Exercise description: Please copy each line of the records below that holds the word "white".

Data under study:

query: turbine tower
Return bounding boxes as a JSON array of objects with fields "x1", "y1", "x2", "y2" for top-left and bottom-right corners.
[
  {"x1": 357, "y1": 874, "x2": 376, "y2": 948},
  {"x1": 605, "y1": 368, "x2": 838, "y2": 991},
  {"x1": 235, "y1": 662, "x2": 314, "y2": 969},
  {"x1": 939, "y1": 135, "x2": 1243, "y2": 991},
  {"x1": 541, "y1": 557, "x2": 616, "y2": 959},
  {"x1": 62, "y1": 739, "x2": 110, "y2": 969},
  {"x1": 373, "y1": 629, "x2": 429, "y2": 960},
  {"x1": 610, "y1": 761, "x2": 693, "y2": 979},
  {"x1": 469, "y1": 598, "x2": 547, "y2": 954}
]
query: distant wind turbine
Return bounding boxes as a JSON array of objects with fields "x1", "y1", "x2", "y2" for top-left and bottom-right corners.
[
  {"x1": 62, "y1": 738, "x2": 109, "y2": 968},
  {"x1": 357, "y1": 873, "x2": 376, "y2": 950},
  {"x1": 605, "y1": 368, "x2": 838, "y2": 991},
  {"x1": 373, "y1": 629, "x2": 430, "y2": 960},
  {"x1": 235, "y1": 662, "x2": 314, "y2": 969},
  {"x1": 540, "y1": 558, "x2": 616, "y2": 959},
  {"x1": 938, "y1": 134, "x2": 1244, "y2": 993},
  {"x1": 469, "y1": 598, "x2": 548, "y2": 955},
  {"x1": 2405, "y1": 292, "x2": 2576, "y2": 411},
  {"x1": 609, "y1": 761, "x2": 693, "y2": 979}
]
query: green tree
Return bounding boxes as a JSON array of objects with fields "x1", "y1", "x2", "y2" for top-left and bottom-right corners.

==

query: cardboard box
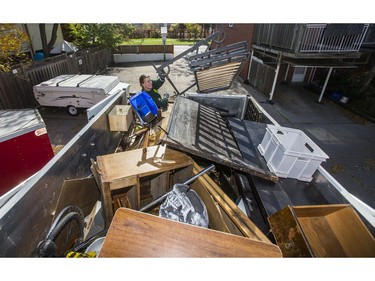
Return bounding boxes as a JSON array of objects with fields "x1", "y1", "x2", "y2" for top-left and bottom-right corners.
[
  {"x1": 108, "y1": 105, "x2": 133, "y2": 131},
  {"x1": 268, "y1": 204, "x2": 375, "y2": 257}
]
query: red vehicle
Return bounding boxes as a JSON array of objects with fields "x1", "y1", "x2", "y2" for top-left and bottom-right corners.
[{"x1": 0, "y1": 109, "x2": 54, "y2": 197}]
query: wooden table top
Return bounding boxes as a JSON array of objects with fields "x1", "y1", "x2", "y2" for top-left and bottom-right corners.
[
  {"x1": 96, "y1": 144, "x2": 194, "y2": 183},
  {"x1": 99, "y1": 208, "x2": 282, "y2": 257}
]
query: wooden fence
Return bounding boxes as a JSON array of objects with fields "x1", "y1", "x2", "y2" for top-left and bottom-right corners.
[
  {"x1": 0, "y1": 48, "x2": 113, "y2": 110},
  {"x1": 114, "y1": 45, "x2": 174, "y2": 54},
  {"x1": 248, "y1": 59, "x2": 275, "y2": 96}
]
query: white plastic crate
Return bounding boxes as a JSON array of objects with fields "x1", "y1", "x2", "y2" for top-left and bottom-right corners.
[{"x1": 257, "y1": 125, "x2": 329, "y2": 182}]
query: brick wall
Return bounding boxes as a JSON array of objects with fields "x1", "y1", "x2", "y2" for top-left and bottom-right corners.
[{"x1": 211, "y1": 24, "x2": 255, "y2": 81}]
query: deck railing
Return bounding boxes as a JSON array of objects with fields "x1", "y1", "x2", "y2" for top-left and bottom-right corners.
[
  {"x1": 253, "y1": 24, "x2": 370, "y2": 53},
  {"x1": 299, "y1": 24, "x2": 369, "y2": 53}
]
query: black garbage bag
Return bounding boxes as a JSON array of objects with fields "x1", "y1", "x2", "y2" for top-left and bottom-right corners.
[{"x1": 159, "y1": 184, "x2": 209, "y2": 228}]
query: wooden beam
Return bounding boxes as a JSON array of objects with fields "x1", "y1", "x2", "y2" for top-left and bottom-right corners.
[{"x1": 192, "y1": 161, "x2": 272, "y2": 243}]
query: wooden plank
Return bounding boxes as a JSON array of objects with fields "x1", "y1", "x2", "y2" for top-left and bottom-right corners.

--

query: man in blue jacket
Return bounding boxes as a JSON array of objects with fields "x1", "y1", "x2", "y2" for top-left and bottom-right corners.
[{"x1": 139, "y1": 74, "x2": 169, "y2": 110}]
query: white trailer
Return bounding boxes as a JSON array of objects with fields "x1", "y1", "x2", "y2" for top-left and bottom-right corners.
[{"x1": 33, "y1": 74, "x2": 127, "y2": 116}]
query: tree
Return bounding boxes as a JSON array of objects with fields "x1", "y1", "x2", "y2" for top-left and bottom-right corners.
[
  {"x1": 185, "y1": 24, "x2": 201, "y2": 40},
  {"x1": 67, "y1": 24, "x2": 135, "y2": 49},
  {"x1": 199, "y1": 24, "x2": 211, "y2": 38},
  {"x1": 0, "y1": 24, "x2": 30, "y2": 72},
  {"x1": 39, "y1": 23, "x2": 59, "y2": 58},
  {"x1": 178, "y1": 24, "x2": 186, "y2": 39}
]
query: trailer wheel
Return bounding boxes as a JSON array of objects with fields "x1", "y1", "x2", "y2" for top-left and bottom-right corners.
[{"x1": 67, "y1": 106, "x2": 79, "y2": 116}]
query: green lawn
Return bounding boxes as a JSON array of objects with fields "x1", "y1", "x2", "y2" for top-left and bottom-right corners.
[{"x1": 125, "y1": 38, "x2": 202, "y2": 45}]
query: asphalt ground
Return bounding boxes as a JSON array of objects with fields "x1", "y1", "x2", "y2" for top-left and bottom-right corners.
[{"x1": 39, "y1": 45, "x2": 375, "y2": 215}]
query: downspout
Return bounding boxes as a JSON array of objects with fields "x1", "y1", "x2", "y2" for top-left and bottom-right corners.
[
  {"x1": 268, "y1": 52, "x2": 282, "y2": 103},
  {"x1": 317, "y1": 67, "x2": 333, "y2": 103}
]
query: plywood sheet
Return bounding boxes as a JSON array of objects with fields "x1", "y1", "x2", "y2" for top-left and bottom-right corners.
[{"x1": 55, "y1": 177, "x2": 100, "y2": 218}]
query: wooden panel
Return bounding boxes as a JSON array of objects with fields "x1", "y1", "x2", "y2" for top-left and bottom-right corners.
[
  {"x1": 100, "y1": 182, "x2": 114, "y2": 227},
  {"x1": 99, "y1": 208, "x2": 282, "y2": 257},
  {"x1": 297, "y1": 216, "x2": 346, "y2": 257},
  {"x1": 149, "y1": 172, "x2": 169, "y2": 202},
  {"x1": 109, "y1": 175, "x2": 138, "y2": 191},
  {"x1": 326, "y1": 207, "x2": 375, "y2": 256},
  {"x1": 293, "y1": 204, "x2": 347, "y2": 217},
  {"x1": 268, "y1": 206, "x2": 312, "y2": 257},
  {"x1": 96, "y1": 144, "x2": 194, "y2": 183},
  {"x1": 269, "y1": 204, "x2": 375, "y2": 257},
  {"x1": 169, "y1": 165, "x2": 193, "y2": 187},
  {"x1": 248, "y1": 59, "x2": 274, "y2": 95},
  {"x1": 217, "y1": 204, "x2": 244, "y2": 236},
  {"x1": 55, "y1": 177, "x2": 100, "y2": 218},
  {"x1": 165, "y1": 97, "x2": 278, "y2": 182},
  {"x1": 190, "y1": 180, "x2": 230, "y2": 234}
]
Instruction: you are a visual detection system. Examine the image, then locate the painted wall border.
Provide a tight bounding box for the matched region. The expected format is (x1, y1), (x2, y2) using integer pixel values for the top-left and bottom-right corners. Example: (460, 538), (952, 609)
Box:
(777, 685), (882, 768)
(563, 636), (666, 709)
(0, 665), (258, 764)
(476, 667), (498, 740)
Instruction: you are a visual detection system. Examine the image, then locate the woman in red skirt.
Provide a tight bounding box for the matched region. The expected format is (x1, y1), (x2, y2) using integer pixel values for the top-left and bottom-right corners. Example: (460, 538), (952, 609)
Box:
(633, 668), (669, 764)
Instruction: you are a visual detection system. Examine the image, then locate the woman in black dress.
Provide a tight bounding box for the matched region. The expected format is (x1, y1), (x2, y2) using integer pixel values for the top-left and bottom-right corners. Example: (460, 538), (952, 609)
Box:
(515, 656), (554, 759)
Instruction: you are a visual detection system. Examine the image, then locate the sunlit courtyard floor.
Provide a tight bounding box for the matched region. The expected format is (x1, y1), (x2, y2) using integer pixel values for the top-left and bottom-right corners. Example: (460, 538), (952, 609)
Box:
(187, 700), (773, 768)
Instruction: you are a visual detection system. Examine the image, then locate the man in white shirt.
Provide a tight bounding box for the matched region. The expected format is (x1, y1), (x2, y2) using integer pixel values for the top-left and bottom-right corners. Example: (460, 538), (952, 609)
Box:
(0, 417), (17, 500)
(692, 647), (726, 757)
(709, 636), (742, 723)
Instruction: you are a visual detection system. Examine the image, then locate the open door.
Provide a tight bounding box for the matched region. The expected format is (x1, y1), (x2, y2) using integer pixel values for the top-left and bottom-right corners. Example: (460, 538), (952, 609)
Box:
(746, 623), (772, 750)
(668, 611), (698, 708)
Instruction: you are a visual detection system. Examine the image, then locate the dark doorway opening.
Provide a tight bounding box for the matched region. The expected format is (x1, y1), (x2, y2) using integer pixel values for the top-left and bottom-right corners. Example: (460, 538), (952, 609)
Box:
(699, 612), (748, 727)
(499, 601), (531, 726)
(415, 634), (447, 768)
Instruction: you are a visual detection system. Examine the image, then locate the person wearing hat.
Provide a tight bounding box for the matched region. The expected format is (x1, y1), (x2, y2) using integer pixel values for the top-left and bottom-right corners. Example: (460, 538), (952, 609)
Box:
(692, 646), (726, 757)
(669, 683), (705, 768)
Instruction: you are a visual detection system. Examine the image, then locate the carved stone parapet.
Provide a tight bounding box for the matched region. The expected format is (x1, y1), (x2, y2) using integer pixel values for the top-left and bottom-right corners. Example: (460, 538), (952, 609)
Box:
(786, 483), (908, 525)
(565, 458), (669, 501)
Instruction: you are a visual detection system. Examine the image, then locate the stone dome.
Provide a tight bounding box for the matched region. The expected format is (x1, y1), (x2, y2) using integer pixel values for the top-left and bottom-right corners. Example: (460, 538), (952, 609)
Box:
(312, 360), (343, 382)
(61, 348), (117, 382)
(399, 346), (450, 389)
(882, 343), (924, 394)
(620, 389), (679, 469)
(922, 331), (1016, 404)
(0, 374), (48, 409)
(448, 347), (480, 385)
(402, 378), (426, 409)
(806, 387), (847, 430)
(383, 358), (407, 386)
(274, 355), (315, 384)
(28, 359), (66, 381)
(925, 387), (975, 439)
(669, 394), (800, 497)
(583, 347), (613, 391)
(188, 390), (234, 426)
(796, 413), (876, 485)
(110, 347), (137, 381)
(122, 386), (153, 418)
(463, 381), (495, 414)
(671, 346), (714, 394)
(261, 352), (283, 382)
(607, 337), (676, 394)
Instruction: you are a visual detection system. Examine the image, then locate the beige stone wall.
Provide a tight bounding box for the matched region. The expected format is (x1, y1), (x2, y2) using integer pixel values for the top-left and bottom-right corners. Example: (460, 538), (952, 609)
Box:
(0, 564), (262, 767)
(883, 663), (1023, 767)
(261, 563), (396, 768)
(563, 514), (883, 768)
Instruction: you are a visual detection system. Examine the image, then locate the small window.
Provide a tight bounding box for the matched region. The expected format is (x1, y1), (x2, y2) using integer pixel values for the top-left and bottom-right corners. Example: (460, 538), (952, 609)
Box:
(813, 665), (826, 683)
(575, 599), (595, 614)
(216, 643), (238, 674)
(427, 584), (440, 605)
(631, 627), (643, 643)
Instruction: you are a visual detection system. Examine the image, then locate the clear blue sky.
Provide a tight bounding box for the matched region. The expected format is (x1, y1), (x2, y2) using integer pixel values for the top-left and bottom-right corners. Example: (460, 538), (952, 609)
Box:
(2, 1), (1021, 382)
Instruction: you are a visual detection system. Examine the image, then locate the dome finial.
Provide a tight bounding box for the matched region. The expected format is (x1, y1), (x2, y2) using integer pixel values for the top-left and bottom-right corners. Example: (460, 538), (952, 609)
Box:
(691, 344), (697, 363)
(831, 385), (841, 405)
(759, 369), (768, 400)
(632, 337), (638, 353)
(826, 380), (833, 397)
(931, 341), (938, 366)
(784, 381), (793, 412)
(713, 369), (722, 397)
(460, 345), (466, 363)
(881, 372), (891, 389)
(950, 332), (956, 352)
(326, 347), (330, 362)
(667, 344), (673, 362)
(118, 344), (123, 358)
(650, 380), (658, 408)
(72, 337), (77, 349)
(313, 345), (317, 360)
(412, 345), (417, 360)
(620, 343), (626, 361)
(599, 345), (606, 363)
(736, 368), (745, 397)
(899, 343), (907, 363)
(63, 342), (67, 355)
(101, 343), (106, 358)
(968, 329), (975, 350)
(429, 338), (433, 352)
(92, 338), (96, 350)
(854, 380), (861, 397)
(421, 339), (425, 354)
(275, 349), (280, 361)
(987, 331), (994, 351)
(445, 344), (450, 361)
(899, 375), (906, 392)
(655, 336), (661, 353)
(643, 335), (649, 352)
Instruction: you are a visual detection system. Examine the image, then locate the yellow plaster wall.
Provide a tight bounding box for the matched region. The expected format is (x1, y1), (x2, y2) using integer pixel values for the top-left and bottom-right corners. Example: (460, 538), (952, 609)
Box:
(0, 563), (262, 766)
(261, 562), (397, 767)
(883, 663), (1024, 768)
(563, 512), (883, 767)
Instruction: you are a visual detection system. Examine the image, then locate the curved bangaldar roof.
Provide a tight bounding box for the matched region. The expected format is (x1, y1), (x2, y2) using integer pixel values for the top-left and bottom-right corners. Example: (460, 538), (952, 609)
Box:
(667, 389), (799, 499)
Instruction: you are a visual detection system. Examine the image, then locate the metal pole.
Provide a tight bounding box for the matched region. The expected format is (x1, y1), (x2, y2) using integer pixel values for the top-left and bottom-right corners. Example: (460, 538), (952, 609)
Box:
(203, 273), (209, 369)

Solved exercise:
query: white plastic crate
query: white trailer
Instruction: you are a visual detection system. Examine the image, then locate the man in white shirt.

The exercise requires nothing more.